Action item -
Within the data below, how many lines contain "woman"? Reply with the number only.
[[ Data for the task open ]]
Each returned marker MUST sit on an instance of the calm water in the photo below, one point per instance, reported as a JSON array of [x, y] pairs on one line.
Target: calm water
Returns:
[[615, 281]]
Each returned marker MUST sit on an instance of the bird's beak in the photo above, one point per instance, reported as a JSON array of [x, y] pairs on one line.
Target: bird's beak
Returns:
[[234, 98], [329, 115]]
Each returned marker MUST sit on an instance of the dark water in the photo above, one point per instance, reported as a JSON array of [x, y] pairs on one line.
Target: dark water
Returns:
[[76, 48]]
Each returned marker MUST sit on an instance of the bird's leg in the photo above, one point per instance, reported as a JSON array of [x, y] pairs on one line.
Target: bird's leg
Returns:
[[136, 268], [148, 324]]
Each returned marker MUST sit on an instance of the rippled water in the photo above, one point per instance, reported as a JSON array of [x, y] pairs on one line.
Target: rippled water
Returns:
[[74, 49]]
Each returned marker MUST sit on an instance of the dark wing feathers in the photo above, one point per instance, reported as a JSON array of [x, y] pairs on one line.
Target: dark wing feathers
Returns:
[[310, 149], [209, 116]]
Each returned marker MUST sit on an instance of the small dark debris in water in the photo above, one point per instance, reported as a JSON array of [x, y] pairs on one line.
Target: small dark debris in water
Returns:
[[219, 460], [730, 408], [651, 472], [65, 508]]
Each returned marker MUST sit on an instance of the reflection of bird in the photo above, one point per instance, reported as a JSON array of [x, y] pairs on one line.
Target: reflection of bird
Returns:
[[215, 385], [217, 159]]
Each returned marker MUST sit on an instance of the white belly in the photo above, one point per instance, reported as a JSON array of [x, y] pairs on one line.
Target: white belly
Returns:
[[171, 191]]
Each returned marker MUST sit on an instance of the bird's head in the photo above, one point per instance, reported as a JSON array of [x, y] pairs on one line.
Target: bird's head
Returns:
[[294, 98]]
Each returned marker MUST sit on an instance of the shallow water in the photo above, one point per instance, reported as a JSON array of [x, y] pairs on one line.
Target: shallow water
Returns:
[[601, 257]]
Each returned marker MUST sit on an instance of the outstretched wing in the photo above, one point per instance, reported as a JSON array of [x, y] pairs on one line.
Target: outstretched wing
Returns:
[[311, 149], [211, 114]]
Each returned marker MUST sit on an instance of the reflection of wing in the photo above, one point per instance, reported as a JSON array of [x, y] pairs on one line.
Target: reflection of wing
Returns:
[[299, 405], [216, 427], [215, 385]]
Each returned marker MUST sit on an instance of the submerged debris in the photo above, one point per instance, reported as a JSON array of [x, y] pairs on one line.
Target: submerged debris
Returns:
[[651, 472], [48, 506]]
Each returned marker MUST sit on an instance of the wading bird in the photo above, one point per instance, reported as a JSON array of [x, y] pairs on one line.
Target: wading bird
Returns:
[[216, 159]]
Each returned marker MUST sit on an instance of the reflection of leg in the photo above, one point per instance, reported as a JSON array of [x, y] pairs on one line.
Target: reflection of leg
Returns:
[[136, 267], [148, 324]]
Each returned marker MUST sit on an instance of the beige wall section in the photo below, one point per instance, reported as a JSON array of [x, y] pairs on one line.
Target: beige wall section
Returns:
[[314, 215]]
[[ Data for the task closed ]]
[[ Data for the task open ]]
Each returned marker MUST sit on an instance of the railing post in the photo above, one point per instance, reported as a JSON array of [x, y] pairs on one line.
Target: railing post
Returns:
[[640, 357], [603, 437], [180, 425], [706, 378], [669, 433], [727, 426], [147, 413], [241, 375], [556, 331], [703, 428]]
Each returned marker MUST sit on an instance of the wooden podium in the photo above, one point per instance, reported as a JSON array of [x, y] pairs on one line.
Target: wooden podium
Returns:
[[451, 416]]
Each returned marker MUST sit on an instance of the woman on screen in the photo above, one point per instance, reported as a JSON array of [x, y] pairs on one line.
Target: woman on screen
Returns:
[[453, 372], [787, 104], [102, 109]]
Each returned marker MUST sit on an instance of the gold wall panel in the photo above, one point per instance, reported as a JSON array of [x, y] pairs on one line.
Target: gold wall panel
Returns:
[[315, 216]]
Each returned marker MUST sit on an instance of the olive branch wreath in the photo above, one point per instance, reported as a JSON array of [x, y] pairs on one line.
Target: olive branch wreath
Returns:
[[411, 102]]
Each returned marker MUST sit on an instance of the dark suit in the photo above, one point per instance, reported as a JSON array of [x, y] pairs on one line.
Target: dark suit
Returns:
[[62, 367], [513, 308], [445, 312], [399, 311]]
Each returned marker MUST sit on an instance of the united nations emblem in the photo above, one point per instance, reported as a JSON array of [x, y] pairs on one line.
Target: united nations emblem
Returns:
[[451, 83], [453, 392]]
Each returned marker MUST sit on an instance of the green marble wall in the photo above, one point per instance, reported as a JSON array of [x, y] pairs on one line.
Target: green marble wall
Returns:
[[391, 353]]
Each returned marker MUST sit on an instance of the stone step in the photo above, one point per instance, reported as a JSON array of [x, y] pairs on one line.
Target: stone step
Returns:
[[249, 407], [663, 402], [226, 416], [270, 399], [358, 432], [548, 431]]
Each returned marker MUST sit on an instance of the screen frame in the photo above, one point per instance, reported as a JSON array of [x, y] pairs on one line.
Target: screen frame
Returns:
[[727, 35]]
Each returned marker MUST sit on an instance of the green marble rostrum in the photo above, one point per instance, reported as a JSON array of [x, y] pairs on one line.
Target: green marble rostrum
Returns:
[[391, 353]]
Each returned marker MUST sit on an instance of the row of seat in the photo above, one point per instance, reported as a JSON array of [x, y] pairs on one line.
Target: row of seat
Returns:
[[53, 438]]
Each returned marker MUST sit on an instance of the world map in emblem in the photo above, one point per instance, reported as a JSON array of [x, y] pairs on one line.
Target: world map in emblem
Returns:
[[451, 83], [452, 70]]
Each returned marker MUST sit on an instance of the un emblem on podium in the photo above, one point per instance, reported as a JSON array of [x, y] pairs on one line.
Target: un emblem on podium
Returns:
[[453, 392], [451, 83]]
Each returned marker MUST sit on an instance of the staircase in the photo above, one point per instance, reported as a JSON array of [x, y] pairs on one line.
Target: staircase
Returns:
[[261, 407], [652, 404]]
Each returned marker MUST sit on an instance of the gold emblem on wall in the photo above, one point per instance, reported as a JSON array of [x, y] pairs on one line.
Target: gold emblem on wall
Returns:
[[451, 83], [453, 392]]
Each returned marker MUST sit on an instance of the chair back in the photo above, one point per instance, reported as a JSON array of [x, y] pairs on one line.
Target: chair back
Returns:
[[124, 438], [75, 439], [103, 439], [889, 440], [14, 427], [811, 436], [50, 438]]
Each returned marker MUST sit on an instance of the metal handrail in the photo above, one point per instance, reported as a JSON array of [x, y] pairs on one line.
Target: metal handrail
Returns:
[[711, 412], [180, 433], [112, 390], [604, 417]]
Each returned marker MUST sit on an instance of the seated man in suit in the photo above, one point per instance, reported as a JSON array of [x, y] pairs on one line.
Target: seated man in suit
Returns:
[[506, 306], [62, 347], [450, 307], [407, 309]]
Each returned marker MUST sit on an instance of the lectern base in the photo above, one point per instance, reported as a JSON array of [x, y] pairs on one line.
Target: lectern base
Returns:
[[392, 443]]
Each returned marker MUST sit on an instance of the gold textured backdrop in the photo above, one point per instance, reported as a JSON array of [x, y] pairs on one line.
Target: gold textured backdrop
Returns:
[[ Data for the task closed ]]
Problem solution -
2